Page text: Begin
Last week we reported on probably the most dramatic reduction in capacity we had ever seen in one market; one week later we have to report that the Coronavirus has resulted in two-thirds of international capacity to and from China being cancelled.
In less than four weeks the number of weekly international seats operated from China has fallen by some 1.4 million seats since the week commencing the 20th January as the table below highlights. In comparative terms that reduction in capacity is more than all of the scheduled international capacity planned from France this week.
Japan’s Olympic Hopes Damaged - With the Summer 2020 Olympics only 165 days away Japan was already facing some real challenges in reaching their stated ambition of 40 million visitors by 2021. No single market has been impacted by Coronavirus as much as Japan where scheduled airline capacity has fallen by some 200,000 per week compared to the week of the 20th January; a 60% fall in capacity in four weeks. Week on week comparison shows some 118,000 scheduled seats dropped from China to Japan.
Thailand which relies heavily on visitors from China has also been badly hit with similarly nearly 200,000 fewer seats to China than four weeks ago. It should also of course be noted that passenger load factors on those services that are operating are likely to be lower than average so traffic volumes will be further depressed.
In absolute terms, major country markets such as Indonesia (-92%), Singapore (-89%), Hong Kong (sar) China (80%) and the United States (-86%) have all seen dramatic reductions in capacity over the four-week period. The banning of flights by some countries is also reflected in no capacity to Italy whilst direct air links to other markets such as Hungary, Oman and the Maldives highlight the extent of the impact.
Page text: End
Available data: Begin
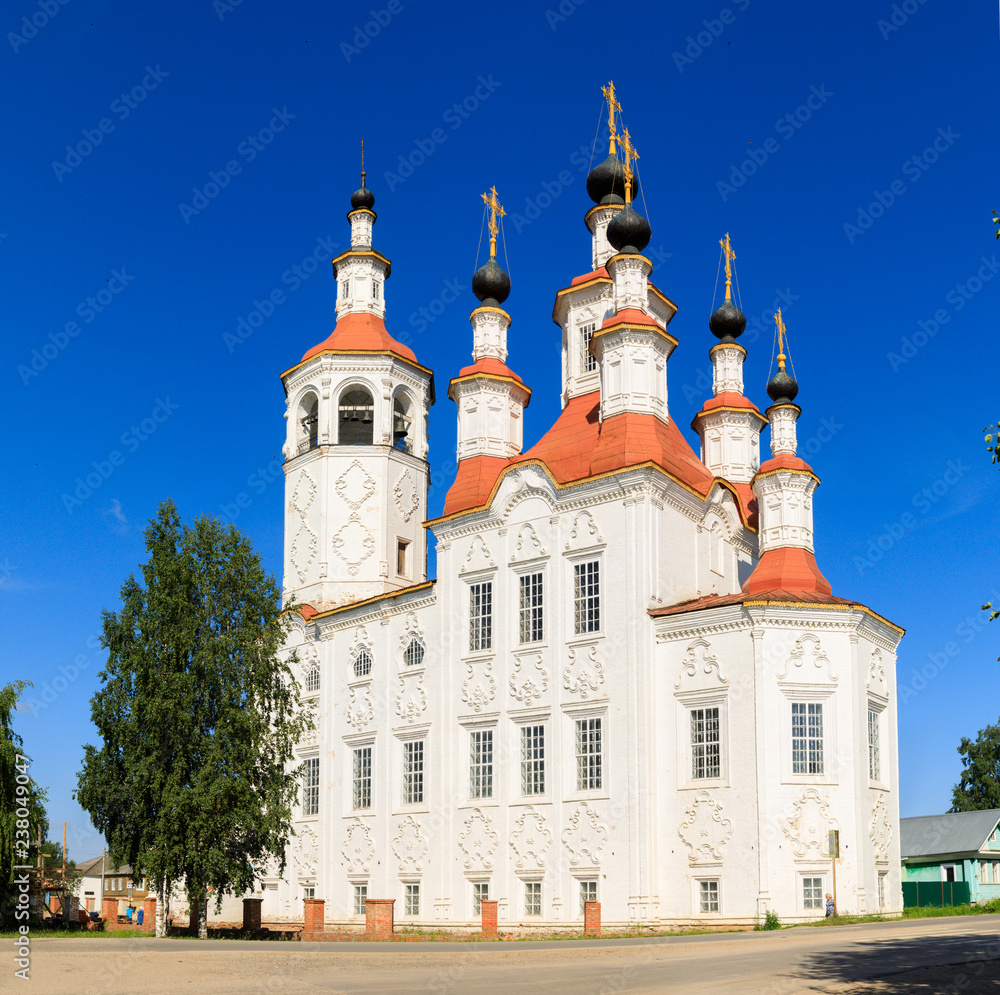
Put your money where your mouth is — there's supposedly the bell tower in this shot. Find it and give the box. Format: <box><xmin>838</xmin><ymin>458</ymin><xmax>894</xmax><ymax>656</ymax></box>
Available data: End
Available data: Begin
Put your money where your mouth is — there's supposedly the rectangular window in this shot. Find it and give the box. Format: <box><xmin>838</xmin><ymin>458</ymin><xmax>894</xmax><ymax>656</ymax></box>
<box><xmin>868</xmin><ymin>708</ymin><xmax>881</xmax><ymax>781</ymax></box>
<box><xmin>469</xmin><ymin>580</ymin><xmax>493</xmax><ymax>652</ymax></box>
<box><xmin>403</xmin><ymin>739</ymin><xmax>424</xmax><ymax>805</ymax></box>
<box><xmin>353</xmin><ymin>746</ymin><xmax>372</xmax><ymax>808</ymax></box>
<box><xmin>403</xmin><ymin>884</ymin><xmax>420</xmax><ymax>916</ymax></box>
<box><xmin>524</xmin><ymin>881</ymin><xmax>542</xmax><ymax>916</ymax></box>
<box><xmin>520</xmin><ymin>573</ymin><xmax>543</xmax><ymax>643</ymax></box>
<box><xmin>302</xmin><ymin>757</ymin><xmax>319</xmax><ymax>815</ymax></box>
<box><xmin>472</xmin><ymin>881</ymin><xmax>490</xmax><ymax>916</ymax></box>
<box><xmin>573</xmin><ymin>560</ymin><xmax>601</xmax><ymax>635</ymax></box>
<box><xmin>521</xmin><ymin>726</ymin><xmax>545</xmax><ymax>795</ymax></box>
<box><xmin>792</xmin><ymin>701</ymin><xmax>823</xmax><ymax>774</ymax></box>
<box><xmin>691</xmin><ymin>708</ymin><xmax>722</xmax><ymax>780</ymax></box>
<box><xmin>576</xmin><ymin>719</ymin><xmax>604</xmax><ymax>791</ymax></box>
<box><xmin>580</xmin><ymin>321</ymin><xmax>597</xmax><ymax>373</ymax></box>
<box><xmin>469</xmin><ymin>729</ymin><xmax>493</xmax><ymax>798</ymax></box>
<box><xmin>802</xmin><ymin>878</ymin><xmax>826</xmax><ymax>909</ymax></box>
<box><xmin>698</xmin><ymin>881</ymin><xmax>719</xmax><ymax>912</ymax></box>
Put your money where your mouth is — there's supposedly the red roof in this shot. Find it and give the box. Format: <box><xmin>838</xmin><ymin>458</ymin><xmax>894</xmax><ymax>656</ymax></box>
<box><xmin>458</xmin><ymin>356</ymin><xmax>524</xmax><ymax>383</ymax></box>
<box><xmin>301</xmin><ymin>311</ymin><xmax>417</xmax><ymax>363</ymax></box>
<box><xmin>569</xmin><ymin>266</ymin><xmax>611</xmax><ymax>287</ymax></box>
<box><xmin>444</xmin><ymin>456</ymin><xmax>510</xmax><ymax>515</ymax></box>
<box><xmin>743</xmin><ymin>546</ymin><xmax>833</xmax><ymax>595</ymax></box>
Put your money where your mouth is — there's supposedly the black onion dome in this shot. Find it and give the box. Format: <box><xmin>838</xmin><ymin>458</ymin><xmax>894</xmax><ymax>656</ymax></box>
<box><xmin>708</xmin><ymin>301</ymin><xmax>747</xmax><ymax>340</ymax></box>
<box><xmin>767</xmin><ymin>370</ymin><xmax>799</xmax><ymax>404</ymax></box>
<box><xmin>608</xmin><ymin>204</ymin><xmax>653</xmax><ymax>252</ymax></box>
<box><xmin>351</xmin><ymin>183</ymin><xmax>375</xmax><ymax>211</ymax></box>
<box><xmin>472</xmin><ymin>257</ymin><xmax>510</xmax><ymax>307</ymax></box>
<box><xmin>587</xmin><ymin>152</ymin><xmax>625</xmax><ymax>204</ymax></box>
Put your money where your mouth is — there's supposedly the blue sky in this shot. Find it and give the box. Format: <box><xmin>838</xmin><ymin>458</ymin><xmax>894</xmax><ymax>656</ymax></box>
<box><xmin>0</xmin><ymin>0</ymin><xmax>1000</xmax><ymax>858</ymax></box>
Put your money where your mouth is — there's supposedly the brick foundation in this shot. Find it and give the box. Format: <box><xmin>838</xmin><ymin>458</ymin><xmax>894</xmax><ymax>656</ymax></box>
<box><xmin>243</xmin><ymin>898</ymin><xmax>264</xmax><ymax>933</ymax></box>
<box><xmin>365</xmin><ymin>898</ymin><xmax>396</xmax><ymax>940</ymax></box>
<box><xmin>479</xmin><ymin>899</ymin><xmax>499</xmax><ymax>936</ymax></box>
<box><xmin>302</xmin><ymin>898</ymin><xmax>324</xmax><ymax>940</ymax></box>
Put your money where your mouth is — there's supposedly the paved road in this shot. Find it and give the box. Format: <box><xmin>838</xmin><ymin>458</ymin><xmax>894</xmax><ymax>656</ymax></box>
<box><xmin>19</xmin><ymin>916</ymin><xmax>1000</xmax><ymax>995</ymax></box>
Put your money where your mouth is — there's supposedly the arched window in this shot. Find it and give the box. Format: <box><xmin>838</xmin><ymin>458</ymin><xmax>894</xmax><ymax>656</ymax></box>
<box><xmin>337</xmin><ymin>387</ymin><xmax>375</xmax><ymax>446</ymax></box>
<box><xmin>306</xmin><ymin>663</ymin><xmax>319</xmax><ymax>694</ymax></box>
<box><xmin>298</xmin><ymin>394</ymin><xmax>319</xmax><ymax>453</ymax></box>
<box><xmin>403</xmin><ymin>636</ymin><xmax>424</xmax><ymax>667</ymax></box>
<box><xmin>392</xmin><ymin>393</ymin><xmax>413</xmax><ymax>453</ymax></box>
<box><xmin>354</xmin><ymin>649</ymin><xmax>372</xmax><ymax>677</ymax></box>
Available data: End
The task:
Copy out the stretch of the airline capacity report from "In less than" through "France this week.", word for word.

Exercise response:
In less than four weeks the number of weekly international seats operated from China has fallen by some 1.4 million seats since the week commencing the 20th January as the table below highlights. In comparative terms that reduction in capacity is more than all of the scheduled international capacity planned from France this week.